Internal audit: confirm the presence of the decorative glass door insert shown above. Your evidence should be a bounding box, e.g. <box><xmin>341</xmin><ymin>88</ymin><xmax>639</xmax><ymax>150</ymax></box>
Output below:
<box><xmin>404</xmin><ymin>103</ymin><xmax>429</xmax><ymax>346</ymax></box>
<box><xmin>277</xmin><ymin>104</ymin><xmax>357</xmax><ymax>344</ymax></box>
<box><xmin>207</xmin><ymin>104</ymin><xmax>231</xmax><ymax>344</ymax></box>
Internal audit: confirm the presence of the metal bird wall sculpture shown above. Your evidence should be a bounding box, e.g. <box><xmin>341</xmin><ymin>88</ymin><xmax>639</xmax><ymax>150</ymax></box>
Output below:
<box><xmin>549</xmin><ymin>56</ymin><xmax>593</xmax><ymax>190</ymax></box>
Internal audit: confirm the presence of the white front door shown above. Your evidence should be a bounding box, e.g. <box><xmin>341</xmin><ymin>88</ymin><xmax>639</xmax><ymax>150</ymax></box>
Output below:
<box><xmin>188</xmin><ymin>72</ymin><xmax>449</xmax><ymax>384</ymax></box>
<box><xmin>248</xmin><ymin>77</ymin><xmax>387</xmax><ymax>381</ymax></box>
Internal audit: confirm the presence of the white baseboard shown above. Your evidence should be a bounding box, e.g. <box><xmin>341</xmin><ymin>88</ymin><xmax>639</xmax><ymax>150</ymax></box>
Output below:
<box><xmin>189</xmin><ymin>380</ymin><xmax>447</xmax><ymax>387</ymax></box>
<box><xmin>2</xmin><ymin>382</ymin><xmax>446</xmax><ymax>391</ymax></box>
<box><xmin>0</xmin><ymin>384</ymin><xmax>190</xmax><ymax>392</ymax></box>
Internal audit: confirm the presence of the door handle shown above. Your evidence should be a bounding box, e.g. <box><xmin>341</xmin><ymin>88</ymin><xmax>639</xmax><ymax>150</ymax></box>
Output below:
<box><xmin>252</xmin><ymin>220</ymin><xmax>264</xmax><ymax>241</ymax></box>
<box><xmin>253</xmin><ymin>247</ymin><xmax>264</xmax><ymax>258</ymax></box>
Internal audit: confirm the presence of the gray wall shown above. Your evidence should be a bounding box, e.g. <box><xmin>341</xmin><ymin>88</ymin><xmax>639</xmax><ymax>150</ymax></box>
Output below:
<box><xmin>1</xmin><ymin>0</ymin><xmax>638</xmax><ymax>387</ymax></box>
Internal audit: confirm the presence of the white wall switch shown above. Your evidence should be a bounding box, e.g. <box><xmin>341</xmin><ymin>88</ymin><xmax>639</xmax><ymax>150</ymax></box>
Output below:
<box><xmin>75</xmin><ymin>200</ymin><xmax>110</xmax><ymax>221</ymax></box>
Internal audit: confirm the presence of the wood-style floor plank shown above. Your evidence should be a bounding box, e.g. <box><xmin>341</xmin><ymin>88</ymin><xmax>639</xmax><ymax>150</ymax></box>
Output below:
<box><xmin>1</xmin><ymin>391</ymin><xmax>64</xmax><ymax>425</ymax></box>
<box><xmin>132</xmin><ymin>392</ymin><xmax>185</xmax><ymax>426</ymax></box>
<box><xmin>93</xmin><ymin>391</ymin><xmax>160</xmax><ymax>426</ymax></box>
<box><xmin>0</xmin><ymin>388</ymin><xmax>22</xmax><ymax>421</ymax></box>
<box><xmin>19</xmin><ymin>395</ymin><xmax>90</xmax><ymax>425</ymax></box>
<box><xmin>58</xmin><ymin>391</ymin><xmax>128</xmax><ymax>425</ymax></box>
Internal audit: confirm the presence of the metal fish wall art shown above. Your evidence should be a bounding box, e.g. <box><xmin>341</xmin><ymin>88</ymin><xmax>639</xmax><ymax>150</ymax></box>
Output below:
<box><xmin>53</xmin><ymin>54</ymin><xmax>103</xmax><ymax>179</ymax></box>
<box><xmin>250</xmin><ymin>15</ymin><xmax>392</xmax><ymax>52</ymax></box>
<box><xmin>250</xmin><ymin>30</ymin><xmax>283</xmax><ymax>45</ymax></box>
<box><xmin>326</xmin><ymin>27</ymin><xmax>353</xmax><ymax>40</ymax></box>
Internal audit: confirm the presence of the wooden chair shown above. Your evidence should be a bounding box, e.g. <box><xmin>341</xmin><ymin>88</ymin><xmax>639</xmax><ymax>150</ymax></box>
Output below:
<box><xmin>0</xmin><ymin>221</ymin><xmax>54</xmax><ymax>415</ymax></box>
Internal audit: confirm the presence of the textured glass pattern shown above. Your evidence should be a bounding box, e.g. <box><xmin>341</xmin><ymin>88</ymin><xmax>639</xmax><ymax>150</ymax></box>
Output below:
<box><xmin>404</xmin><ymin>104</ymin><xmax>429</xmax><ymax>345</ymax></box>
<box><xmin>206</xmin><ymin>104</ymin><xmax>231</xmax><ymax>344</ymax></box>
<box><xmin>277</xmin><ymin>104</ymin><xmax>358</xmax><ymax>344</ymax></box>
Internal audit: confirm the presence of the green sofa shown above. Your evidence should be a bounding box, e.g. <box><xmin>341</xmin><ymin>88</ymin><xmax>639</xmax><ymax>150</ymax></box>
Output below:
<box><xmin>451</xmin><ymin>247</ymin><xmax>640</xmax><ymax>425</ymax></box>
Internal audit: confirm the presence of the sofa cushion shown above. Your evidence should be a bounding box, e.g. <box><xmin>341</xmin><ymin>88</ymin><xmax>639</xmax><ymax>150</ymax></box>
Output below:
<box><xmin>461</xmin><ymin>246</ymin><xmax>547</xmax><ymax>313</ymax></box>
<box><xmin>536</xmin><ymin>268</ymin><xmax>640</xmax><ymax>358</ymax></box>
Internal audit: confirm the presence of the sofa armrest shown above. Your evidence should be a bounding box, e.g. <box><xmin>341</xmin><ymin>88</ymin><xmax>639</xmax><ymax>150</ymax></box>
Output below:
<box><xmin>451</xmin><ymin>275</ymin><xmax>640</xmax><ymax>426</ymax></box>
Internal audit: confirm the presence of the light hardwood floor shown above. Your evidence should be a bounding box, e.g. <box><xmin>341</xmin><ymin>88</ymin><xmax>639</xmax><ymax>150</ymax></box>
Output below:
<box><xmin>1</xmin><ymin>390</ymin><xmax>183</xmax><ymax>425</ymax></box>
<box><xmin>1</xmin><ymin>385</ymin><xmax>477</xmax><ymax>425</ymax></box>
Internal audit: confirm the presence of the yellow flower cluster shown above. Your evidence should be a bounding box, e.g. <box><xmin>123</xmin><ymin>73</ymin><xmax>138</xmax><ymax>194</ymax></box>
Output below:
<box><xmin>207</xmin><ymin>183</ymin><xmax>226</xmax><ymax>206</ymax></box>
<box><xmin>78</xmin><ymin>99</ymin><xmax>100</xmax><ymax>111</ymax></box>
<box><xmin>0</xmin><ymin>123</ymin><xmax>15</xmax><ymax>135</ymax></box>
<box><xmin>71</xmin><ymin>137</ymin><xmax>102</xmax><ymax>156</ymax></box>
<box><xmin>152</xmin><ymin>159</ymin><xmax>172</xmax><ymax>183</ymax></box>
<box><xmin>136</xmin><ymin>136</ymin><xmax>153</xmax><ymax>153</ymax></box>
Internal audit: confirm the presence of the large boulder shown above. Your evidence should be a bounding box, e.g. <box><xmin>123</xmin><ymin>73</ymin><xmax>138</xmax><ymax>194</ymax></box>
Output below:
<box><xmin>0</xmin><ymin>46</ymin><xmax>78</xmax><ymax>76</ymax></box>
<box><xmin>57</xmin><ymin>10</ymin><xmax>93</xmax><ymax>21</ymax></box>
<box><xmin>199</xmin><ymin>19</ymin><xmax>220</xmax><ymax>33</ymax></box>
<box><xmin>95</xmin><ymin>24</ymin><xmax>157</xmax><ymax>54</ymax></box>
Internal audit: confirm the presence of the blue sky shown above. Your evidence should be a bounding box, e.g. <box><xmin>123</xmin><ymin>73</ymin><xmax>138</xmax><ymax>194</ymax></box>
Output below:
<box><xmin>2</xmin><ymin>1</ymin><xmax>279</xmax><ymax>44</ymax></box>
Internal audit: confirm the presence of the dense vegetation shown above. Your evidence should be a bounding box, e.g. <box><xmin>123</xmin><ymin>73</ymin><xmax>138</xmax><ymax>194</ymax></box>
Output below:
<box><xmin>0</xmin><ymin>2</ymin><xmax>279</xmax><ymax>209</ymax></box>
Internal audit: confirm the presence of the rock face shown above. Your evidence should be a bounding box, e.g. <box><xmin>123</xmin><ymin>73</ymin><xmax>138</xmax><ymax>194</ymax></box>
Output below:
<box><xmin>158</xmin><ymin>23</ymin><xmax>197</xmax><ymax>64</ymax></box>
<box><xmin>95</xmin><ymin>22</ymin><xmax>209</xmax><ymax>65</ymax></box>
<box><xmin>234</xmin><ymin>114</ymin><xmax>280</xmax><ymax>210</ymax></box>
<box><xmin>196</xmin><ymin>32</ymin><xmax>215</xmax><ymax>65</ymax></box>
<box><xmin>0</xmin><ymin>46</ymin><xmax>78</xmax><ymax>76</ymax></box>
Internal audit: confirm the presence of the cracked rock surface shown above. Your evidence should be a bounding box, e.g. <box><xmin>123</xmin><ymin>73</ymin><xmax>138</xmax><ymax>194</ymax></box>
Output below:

^^^^^^^^

- YOUR INSTRUCTIONS -
Copy the records above exactly, from the first line through the line containing "Internal audit: confirm the presence of the metal bird", and include nothing else.

- REPLY -
Internal audit: confirm the presence of the decorative glass door insert shown above. Your evidence should be a bounding box, e.g. <box><xmin>341</xmin><ymin>88</ymin><xmax>639</xmax><ymax>150</ymax></box>
Output below:
<box><xmin>404</xmin><ymin>103</ymin><xmax>429</xmax><ymax>346</ymax></box>
<box><xmin>277</xmin><ymin>104</ymin><xmax>357</xmax><ymax>344</ymax></box>
<box><xmin>207</xmin><ymin>104</ymin><xmax>231</xmax><ymax>344</ymax></box>
Internal audit: confirm the presence of the metal bird wall sculpture shown above. Your evidence should be a bounding box, e.g. <box><xmin>341</xmin><ymin>88</ymin><xmax>639</xmax><ymax>150</ymax></box>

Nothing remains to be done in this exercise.